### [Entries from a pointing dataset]
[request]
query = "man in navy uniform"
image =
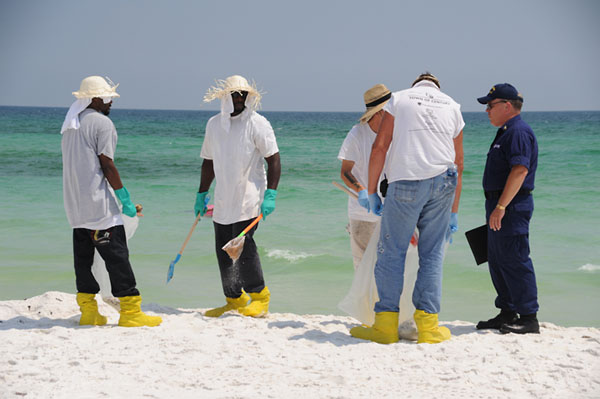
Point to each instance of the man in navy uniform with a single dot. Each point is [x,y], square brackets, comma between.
[508,181]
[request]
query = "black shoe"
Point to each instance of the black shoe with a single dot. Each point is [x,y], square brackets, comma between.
[505,317]
[527,324]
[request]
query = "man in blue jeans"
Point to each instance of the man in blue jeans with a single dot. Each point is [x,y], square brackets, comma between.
[420,141]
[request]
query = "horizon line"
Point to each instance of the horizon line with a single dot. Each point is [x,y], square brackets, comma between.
[263,110]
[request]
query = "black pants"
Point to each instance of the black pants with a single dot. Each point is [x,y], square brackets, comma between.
[112,247]
[246,272]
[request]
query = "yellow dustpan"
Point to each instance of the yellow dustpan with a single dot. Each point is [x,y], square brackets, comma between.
[235,246]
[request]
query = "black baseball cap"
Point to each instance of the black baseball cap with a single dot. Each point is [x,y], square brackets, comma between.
[505,91]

### [Challenge]
Render the material above as a two-column CSV with the header row query_text,points. Put each text and its answer on one row, with each in a single quoted field and any line breaks replaced by spaces, and leave the pictures out.

### [Exercise solution]
query_text,points
"[request] query = ""man in navy uniform"" image = Point to each instance of the man in navy uniform with a single dot. Each point is [x,y], square brackets, comma between.","[508,181]"
"[request] query = ""black shoe"" Point to each instance of the black shoe with a single dot. Each point is [x,y], square brackets, comma between.","[505,317] [527,324]"
"[request] query = ""man in blue jeans"" Point to each instance of the man in blue jeans with a single dot. Each point is [x,y], square brackets, comma between.","[420,141]"
"[request] query = ""horizon line"" Point to each instance of the horizon line with a single dot. Each point is [x,y], square brackets, comma between.","[263,110]"
"[request] query = ""black pants"" Point to each instance of the black pants with a single dot. Each point is [x,y], square brackets, comma between.","[112,247] [246,272]"
"[request] query = ""yellow dustpan"" Point to each instance of the yellow dustpan with a single dot. Each point is [x,y], square brackets, comma between.","[235,246]"
"[request] query = ""black baseball cap"" Point to each instance of the black baseball cap with a single dot. Each point is [x,y], square brackets, comma between.","[505,91]"